▶ _WHAT TO PRODUCE_:
Repeat the records exactly, minus the pictures.

▶ _SOURCE INFORMATION_:
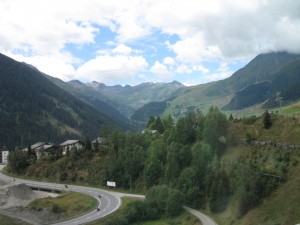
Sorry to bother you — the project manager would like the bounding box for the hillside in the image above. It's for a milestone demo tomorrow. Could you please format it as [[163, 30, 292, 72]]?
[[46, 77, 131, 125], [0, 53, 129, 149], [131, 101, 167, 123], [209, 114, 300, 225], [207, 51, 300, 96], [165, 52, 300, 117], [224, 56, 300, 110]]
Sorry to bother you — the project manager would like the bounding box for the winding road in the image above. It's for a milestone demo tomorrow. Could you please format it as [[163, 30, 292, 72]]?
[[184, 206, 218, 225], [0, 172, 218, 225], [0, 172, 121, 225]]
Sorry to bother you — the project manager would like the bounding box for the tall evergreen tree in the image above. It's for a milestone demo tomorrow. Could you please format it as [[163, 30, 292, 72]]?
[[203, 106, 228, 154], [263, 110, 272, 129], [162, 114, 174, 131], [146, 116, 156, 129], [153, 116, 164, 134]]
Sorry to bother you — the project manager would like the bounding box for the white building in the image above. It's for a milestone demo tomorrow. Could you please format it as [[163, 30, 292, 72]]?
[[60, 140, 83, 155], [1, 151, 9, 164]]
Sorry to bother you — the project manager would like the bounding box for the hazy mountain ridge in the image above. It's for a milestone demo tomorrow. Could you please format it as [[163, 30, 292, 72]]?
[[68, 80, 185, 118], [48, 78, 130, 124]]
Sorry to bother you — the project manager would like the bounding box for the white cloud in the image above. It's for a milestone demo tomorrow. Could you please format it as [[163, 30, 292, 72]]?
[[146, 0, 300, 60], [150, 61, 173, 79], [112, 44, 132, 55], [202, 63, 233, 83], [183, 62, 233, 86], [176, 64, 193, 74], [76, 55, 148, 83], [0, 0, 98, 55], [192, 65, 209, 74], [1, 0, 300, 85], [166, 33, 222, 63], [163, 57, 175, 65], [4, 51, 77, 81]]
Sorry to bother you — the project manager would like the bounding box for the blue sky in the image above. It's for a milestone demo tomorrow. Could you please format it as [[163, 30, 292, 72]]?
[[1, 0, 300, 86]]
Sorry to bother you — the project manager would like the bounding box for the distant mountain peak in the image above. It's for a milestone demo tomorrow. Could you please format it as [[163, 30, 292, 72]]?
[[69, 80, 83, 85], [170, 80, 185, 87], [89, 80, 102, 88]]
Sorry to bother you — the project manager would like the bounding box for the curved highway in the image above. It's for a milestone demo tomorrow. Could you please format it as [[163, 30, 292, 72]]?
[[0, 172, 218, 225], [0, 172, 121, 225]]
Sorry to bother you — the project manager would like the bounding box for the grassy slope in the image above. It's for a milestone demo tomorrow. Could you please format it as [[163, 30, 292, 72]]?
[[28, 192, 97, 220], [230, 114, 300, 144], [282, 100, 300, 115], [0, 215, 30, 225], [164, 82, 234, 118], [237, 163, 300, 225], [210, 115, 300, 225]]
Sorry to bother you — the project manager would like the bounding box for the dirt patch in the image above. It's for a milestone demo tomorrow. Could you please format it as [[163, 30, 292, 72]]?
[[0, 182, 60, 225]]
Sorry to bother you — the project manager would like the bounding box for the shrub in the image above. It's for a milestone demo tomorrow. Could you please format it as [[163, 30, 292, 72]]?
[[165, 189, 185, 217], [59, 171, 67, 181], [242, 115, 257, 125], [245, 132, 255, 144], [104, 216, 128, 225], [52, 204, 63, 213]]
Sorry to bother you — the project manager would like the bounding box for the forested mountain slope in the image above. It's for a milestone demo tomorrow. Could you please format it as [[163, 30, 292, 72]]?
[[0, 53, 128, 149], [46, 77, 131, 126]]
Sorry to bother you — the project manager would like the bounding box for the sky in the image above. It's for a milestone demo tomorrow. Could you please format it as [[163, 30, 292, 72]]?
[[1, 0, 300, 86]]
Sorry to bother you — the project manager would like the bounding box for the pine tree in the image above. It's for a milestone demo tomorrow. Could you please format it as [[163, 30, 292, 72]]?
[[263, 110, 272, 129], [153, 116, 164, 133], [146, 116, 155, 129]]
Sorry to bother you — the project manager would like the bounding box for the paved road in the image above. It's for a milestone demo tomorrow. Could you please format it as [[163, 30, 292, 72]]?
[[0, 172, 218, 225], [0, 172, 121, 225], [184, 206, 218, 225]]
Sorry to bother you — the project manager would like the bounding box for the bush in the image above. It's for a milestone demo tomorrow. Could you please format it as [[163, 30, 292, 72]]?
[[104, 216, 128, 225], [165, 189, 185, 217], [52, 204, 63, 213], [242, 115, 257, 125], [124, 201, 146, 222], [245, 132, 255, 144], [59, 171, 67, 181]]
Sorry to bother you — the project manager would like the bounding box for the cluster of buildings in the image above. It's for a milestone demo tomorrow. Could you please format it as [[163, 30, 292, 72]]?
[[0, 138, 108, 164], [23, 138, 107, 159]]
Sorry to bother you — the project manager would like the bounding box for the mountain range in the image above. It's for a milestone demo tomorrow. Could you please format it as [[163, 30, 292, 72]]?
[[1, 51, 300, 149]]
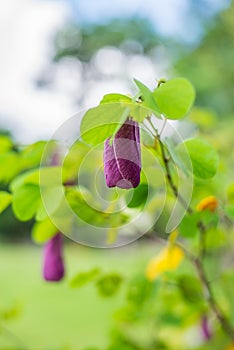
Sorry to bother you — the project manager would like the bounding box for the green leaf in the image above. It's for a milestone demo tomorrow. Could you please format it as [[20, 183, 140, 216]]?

▶ _PROBLEM SOLUTION_:
Sorry to bother you — the project manager would like the bounding box for the hillside in the image above. It's for a milestone demo tomorrow. Could you please format it as [[163, 30, 292, 72]]?
[[46, 77, 131, 125], [0, 53, 129, 149], [131, 101, 167, 123], [209, 114, 300, 225], [207, 51, 300, 96], [165, 52, 300, 117], [224, 56, 300, 110]]
Sorry to bother you — the project manager would like the bounding box for the winding road in the image above. It's for a milestone demo tomorrow. Could you please format it as [[163, 30, 292, 72]]?
[[184, 206, 218, 225], [0, 172, 218, 225], [0, 172, 121, 225]]
Sorry to bother you — the project manager would like the bounding box for the tall evergreen tree in the image above. It's for a milestone demo tomorrow. Could you please format it as [[163, 30, 292, 72]]?
[[203, 106, 228, 154], [263, 110, 272, 129], [162, 114, 174, 131], [146, 116, 156, 129], [153, 116, 164, 134]]
Sorry to bother you — the project manager would like the bounding box for the white building in the image above. It's for a milestone demo tomorrow. Could you please format it as [[163, 30, 292, 72]]?
[[60, 140, 83, 155], [1, 151, 9, 164]]
Sorry to bother you — the project manager would like the bounding box for the hazy mountain ridge in the image above. It's for a milestone demo tomorrow. Could you please format it as [[163, 30, 292, 72]]?
[[68, 80, 185, 118], [48, 78, 130, 124]]
Sorry to bother you — the project manager would like the bounding box for the white cloud in the image above. It's for a milestone demo tomorrow. Could you please format it as [[163, 30, 292, 72]]?
[[146, 0, 300, 60], [150, 61, 173, 79], [112, 44, 132, 55], [202, 63, 233, 83], [183, 62, 233, 86], [176, 64, 193, 74], [76, 55, 148, 83], [0, 0, 98, 55], [192, 65, 209, 74], [1, 0, 300, 85], [166, 33, 222, 63], [163, 57, 175, 65], [4, 51, 77, 81]]
Sorry to bother you — the project manager would like the bounding box for the blue sky in the image above. It's for a milestone demo tomorrow. Could you please format it as [[163, 30, 292, 72]]?
[[1, 0, 300, 86]]
Sorry to bother you — the project manager would like the bounding box for the distant mountain peak in the image above. It's for a milestone demo tomorrow. Could you please format it as [[163, 30, 292, 72]]?
[[69, 80, 83, 85], [170, 80, 185, 87], [89, 80, 102, 88]]
Sorry to bother you — the project manager would like the bounding box for the curved highway in the image above. It's for a milestone demo tomorrow. Could you please format it as [[163, 30, 292, 72]]?
[[0, 172, 218, 225], [0, 172, 121, 225]]
Sorry to bother you — the project manager would like the bounding box for the grassy slope in the image above. It's for a milestone demo tomorrow. Could you please format it as [[163, 30, 292, 72]]?
[[28, 192, 97, 220], [230, 114, 300, 144], [282, 100, 300, 115], [0, 215, 30, 225], [164, 82, 234, 118], [237, 163, 300, 225], [210, 115, 300, 225]]
Sorry to bother you — the project manager would like the bounding box for the dirt patch in the image above. It's for a milestone demo tomorrow. Could you please format it as [[163, 30, 292, 72]]?
[[0, 182, 60, 225]]
Sorry to bother you — the project manager would like the bounding box for the shrub in the image above. It's for a milestone demo tomorrow. Could you please format it as [[163, 30, 292, 72]]?
[[165, 189, 185, 217], [59, 171, 67, 181], [242, 115, 257, 125], [245, 132, 255, 144], [104, 216, 128, 225], [52, 204, 63, 213]]
Sorry to bother you — the project manager would like the bounding box for the forested mountain slope in the image above. It's for a milestone demo tomorrow. Could you please format it as [[163, 30, 292, 72]]?
[[0, 53, 128, 149], [46, 77, 131, 126]]
Sorry to bother you — the project manager would like the bounding box for the sky in the image above. It's for a milestone demo tomorrow. Could you please format it as [[163, 30, 292, 72]]?
[[1, 0, 300, 86]]
Sorry to bother you — the project manager would like the bounding box for the pine tree in the image above. It's for a milestone demo tomorrow. Could you please format it as [[163, 30, 292, 72]]?
[[263, 110, 272, 129], [153, 116, 164, 133], [146, 116, 155, 129]]
Sorry to bother you — the project manager would like the bounding box for the paved road in the image above. It's for a milestone demo tomorrow. Could you please format it as [[163, 30, 292, 72]]?
[[0, 172, 218, 225], [0, 172, 121, 225], [184, 206, 218, 225]]
Sorry to bother you — the project manager would like the bounding box for the bush in the image above. It's for a milestone demo tomorrow. Could you please format it as [[163, 30, 292, 72]]?
[[104, 216, 128, 225], [165, 189, 185, 217], [52, 204, 63, 213], [242, 115, 257, 125], [124, 201, 146, 222], [245, 132, 255, 144], [59, 171, 67, 181]]
Sorry to bother you — the project manager would like the bounding box for the cluster of buildings in the image above. It's for a milestone demo tomorrow. Could you please format it as [[163, 30, 292, 72]]?
[[0, 138, 108, 164], [23, 138, 107, 159]]
Sorry to bother you — the project manager would like the bounding box for the mountain range in the image above. It's for a milestone demo tomorrow. Could you please format it as [[163, 30, 292, 72]]?
[[1, 51, 300, 149]]
Sorry to bother you — the project manager would like the bounding box for the green leaf in the image above. It's for a milestone demo tomorrow. Could you please format it as [[20, 183, 140, 216]]?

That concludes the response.